▶ _課題_:
1. 抜粋の中で『』に入れて示されている作品名をすべて書き出しなさい。同じ作品の略称は一つにまとめること。
2. 抜粋のうち、「ツイッター文学賞というのは、」を含む語句から書き写し始め、「の年に今回の騒動が起こった。」まで写したところで止めなさい。

▶ _抜粋_:
* * *

益岡 本日は加藤シゲアキ『チュベローズで待ってる』(扶桑社)読書会にお集まりいただきありがとうございます。
この会は、この作品がツイッター文学賞を受賞したことを記念して開催させていただくのですが、このツイッター文学賞と今回の受賞経緯について、最初に触れておきたいと思います。
ツイッター文学賞というのは、ツイッターのアカウントを持っている人ならだれでも投票できる、人気投票で受賞作が決まる文学賞です。毎年二月くらいに、前年に刊行された本の中で自分がいちばん面白いと思ったものを国内海外一作ずつツイッターで投票してもらって、三月頃、投票結果発表&授賞式イベントを行うというスケジュールで運営されており、今回で八回目となります。
ただ、この賞は一般にはそれほど認知されていないんですね。毎年、三十~四十票で一位が決まる。本当に、本以外はほとんど買わない、というような本のヘビーユーザーたちが細々と楽しんでいた、そんなアットホームな賞だったわけです。
たとえば今回、第二位の佐藤亜紀さん『スイングしなけりゃ意味がない』(KADOKAWA)は七九票です。第二位の得票としては異例といえるほどの高水準で、これは『チュベローズ』の圧倒的得票に対する反動というか、ヘビーな本好きたちが対立候補の一本化に動いた結果(笑)なのかもしれませんが、例年ならばそこまで票を集めなくても受賞できる、そういった賞です。これは馬鹿にしているわけではなくて、だからこそ、投票者にとっては一票の重みが感じられて面白いというような側面があるし、ミステリー系のランキング本などでは話題にならないような純文学作品であるとか、文学よりのエンタメが票を集める傾向があって、本好きの中では独自の地位を築いてきたわけです。ちなみに前年の受賞者は同じく佐藤亜紀『吸血鬼』(講談社)。こちらは三二票での受賞で、この年は大変な接戦でした。第二位の川上弘美『大きな鳥にさらわれないよう』(講談社)が二九票、三位の堀江敏幸『その姿の消し方』(新潮社)が二八票、四位の恩田陸『蜜蜂と遠雷』は直木賞と本屋大賞をダブル受賞しますが、こちらが二七票。上位四作が五票差の中でひしめく大混戦は、ツイッター文学賞はじまって以来の名勝負で、僕はとても興奮したのですが、その次の年に今回の騒動が起こった。

* * *

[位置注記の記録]
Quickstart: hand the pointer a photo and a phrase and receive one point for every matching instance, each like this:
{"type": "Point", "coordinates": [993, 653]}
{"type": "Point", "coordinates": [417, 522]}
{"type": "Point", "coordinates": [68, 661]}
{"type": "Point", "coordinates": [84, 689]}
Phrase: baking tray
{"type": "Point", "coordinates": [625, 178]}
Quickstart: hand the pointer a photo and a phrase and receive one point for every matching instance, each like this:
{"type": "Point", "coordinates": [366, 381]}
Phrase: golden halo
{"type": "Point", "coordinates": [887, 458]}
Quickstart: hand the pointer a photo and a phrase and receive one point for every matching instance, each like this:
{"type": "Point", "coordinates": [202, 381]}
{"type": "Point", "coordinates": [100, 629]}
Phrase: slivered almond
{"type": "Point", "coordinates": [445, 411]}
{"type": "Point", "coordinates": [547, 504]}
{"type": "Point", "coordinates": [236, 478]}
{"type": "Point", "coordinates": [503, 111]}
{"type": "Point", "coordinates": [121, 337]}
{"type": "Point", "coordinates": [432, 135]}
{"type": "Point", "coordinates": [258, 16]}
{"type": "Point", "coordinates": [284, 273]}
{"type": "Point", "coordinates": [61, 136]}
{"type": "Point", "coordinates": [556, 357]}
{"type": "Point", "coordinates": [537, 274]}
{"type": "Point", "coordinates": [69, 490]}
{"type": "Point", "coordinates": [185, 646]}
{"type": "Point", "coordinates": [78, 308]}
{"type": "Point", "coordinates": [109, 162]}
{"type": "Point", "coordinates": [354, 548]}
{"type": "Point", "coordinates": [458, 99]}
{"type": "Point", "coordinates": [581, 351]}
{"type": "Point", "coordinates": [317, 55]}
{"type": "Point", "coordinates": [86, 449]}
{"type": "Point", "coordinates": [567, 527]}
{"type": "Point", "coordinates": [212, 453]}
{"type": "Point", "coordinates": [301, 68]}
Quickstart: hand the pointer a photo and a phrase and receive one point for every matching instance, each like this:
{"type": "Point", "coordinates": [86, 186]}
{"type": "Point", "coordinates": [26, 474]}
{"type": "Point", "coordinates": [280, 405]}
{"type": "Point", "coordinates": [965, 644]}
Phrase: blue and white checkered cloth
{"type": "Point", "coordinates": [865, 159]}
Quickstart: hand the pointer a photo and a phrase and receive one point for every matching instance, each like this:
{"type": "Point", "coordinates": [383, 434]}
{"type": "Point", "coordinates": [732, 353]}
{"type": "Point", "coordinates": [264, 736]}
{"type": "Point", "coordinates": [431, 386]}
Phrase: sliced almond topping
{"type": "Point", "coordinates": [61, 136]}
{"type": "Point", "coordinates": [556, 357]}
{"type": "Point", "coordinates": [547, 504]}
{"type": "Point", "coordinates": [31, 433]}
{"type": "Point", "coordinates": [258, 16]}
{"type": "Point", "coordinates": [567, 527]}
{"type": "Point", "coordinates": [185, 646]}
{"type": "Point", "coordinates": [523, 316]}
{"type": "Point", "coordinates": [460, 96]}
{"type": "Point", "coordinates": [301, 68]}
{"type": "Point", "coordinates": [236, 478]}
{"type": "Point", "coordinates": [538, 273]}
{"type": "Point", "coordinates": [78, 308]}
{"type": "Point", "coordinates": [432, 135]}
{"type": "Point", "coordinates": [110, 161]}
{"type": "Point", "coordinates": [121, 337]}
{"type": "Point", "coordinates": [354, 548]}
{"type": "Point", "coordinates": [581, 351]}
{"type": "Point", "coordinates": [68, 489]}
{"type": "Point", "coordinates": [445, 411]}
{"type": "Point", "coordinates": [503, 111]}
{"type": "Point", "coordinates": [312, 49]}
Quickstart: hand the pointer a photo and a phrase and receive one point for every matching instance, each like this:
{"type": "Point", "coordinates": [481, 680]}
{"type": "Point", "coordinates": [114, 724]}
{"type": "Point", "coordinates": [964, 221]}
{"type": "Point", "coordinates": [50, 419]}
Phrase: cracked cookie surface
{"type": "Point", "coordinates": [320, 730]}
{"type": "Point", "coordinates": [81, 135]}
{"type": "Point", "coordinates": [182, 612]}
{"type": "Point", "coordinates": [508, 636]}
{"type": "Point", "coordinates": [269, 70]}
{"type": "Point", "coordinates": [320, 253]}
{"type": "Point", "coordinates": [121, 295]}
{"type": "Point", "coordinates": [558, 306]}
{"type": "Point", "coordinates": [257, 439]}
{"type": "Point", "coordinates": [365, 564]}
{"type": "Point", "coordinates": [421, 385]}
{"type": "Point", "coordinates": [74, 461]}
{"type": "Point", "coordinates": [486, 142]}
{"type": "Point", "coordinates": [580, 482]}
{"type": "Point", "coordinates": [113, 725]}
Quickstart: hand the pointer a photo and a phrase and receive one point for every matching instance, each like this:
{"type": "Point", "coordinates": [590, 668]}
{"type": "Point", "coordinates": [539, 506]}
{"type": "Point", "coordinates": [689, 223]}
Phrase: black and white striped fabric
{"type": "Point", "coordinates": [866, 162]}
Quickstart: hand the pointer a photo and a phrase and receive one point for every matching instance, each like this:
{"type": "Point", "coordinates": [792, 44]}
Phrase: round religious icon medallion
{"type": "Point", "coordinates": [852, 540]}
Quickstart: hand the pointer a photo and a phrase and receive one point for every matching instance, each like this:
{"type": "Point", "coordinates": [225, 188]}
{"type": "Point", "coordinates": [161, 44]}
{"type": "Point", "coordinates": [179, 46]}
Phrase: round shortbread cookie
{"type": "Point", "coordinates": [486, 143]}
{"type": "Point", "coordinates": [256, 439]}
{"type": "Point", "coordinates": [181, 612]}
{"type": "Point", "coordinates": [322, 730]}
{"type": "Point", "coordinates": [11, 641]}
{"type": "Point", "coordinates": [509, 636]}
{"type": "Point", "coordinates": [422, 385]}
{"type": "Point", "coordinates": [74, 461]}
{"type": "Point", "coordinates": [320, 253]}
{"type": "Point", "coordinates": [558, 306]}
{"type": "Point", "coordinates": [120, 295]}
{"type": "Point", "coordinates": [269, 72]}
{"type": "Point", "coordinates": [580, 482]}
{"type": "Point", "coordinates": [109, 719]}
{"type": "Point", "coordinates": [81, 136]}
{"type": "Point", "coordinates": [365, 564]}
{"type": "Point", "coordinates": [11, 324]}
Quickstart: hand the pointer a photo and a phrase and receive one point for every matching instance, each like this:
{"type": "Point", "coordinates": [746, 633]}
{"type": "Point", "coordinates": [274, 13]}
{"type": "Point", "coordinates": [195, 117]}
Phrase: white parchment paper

* * *

▶ _課題別の解答_:
1.
『チュベローズで待ってる』
『スイングしなけりゃ意味がない』
『吸血鬼』
『大きな鳥にさらわれないよう』
『その姿の消し方』
『蜜蜂と遠雷』

2.
ツイッター文学賞というのは、ツイッターのアカウントを持っている人ならだれでも投票できる、人気投票で受賞作が決まる文学賞です。毎年二月くらいに、前年に刊行された本の中で自分がいちばん面白いと思ったものを国内海外一作ずつツイッターで投票してもらって、三月頃、投票結果発表&授賞式イベントを行うというスケジュールで運営されており、今回で八回目となります。
ただ、この賞は一般にはそれほど認知されていないんですね。毎年、三十~四十票で一位が決まる。本当に、本以外はほとんど買わない、というような本のヘビーユーザーたちが細々と楽しんでいた、そんなアットホームな賞だったわけです。
たとえば今回、第二位の佐藤亜紀さん『スイングしなけりゃ意味がない』(KADOKAWA)は七九票です。第二位の得票としては異例といえるほどの高水準で、これは『チュベローズ』の圧倒的得票に対する反動というか、ヘビーな本好きたちが対立候補の一本化に動いた結果(笑)なのかもしれませんが、例年ならばそこまで票を集めなくても受賞できる、そういった賞です。これは馬鹿にしているわけではなくて、だからこそ、投票者にとっては一票の重みが感じられて面白いというような側面があるし、ミステリー系のランキング本などでは話題にならないような純文学作品であるとか、文学よりのエンタメが票を集める傾向があって、本好きの中では独自の地位を築いてきたわけです。ちなみに前年の受賞者は同じく佐藤亜紀『吸血鬼』(講談社)。こちらは三二票での受賞で、この年は大変な接戦でした。第二位の川上弘美『大きな鳥にさらわれないよう』(講談社)が二九票、三位の堀江敏幸『その姿の消し方』(新潮社)が二八票、四位の恩田陸『蜜蜂と遠雷』は直木賞と本屋大賞をダブル受賞しますが、こちらが二七票。上位四作が五票差の中でひしめく大混戦は、ツイッター文学賞はじまって以来の名勝負で、僕はとても興奮したのですが、その次の年に今回の騒動が起こった。